*What to produce*
Below are the entries; count how many lines contain the word "object" and reply with that number alone.

(Stored data entries)
▽

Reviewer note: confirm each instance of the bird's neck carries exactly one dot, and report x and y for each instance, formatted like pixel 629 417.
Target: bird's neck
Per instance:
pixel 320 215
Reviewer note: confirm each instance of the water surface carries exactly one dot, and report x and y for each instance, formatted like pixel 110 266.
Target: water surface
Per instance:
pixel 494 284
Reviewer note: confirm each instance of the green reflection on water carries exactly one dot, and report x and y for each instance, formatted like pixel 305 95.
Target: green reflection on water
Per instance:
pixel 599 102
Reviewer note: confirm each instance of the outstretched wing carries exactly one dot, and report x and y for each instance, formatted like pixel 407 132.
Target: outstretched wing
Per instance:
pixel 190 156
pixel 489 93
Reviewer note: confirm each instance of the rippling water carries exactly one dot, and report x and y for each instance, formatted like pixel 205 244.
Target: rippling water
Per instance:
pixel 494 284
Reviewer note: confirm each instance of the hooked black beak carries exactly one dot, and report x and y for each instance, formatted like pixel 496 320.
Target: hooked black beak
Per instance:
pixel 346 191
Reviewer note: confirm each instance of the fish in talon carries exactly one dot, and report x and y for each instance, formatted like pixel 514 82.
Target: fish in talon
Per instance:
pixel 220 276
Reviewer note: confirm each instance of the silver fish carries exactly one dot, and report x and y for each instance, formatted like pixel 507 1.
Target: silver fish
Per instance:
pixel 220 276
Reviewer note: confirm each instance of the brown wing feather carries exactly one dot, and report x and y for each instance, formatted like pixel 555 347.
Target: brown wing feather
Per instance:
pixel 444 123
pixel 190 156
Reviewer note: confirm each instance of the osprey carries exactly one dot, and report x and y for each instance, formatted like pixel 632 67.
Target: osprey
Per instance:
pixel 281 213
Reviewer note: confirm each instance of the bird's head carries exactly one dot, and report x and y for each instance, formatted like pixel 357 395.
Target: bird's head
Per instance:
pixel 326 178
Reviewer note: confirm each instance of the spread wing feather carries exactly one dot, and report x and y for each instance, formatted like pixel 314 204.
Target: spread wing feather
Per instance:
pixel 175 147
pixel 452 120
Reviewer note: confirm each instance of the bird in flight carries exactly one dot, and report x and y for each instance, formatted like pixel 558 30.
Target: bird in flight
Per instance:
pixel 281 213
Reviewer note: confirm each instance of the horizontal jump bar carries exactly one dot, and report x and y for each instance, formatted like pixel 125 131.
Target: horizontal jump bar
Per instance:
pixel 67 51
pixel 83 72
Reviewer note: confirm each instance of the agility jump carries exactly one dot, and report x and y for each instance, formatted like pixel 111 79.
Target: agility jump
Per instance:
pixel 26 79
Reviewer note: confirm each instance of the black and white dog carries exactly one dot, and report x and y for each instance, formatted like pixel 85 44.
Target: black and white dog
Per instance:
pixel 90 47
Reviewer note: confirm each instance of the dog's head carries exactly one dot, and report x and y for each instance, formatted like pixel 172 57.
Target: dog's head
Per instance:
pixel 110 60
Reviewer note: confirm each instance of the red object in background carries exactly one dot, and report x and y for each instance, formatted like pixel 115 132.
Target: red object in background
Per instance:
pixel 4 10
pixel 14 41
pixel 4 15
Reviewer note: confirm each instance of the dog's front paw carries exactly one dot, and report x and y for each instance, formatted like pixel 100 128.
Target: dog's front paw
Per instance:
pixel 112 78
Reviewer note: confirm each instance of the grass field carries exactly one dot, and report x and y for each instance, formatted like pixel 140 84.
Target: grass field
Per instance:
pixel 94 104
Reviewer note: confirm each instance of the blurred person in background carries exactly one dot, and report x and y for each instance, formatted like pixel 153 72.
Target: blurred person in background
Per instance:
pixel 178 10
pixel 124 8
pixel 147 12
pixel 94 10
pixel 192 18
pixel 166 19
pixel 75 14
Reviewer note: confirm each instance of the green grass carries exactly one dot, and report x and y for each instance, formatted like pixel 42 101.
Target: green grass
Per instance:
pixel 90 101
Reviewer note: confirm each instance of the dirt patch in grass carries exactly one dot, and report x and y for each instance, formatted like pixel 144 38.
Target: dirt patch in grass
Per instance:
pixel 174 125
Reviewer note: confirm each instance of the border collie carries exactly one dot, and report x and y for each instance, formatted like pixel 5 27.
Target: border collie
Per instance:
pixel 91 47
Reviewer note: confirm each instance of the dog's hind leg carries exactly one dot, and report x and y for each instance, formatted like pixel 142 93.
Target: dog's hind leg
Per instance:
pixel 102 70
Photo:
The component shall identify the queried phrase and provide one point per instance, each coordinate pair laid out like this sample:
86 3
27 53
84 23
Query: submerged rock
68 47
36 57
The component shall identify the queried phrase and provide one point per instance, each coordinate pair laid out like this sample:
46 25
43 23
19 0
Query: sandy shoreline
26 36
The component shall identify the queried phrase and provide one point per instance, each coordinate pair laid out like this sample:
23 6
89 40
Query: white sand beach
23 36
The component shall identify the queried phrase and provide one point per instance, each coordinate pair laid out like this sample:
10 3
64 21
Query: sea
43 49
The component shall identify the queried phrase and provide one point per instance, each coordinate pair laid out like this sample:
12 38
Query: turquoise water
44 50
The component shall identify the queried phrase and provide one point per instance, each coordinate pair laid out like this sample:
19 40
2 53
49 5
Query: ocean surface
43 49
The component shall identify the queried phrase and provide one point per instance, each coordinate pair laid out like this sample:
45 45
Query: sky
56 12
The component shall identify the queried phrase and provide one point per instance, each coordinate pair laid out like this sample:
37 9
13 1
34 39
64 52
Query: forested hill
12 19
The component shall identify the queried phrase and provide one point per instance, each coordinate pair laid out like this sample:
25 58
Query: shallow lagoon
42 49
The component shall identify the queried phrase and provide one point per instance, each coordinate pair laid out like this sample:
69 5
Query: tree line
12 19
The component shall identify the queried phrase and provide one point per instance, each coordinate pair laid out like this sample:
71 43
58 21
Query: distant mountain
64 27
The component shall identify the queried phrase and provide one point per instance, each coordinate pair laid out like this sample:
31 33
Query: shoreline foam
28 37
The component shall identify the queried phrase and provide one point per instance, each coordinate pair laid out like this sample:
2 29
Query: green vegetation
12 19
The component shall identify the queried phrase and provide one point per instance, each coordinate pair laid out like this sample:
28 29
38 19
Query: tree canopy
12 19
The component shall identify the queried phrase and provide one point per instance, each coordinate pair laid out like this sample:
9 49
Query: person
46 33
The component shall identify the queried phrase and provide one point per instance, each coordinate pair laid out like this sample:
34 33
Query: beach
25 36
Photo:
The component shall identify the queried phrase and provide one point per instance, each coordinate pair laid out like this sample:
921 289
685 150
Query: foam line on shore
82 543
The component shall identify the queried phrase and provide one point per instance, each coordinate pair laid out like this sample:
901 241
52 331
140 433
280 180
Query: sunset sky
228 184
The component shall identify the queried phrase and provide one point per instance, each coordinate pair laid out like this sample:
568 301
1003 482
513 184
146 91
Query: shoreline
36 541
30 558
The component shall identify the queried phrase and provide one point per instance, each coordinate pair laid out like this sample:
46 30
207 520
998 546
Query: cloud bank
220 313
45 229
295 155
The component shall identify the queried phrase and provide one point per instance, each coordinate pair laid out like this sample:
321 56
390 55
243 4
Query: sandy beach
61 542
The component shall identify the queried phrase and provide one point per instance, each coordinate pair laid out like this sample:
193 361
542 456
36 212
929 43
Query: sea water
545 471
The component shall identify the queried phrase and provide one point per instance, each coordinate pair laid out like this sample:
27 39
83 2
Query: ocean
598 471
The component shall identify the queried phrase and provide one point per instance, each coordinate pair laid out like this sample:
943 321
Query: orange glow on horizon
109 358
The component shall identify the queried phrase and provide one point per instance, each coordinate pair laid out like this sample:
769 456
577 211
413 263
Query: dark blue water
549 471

△

*Answer to this task*
2